* **REQUIREMENT 1**
Translate this sentence from the Statalist post on estimating cumulative hazard into Spanish: "If there are constant interval hazard rates of 10%, they would add up to > 100% after the 10th interval."
* **REQUIREMENT 2**
In the Statalist post on estimating cumulative hazard, what was the event of interest in the discrete time survival model?
* **REQUIREMENT 3**
Extend the Statalist post on estimating cumulative hazard past its final sentence.

═══ EXCERPTED TEXT ═══

Bookmark and Share

Notice: On April 23, 2014, Statalist moved from an email list to a forum, based at

[Date Prev][Date Next][Thread Prev][Thread Next][Date Index][Thread Index]

Re: st: estimating cumulative hazard

From   Steve Samuels <>
Subject   Re: st: estimating cumulative hazard
Date   Thu, 6 Jun 2013 13:28:09 -0400

I'll just add: A little thought experiment shows that Solution 1 can't be
correct. If there are constant interval hazard rates of 10%, they would
add up to > 100% after the 10th interval.



Solution 2 is the correct approach. Solution 1 will be an estimate of
-log(S_T). See Stephen Jenkins's  Survival Analysis book at:
with general material at:


On Jun 5, 2013, at 6:54 PM, Matt Aronson wrote:

Dear Statalisters:

I have longitudinal education data on which I estimated a discrete time
survival model, with the event of interest being completion of a degree.
Based on those results, I want to estimate for each respondent the
probability that s/he *ever completed the degree* during the time period for
which s/he was observed. (I know I could just use a logistic regression
model for "ever completed"; my goal is in fact to compare with that.)

═══ DATASET ENTRIES ═══

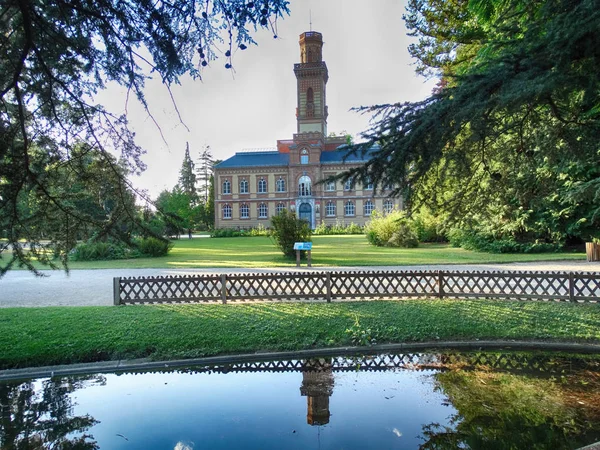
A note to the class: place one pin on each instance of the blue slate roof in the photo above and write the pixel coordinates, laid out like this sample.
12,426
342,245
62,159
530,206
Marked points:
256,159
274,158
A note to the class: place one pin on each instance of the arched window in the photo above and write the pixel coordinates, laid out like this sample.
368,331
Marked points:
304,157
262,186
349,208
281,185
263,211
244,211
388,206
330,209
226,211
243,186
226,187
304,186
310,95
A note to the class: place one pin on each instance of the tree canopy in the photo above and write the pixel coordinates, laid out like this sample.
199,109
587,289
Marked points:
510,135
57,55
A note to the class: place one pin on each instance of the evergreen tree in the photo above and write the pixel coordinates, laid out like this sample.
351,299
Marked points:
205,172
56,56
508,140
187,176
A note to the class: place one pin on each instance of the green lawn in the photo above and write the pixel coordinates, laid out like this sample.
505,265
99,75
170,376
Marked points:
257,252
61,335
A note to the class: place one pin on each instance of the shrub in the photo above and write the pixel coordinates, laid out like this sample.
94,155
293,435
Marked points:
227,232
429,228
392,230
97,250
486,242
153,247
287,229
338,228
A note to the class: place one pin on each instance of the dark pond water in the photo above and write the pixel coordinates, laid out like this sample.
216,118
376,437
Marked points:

═══

* **RIGHT ANSWER 1**
Si hay tasas de riesgo constantes por intervalo del 10 %, sumarían más del 100 % después del décimo intervalo.

* **RIGHT ANSWER 2**
Completion of a degree.

* **RIGHT ANSWER 3**
I have two different ideas of how to use the survival model results, and
I'd like to know which one (or neither) of these is right. My problem is
with the conceptual rather than the software aspects. Both of my approaches
start off by using the model results to calculate each respondent's hazard
values at each point in time, h_t.  I don't have a problem with that.

Here are my two approaches:

1)  Sum up each respondent's predicted hazard values over all of her/his T
periods of observation,

Prob(ever completed degree) =  h_1 + h_2 + ... h_T
 where h_t is the model-estimated Prob( completed at time t, given not
 completed by time t-1).

2) Take the complement of the respondent's estimated survival probability
up through the end of the Tth period of observation,

Prob(ever completed degree) = 1 - S_T
 where S_T  = Prob(did not complete degree by time T) =  (1-h_1) *
 (1-h_2) * ...(1-h_T)

Which one of these is right (if either), and why?

Thanks very much for whatever you can offer!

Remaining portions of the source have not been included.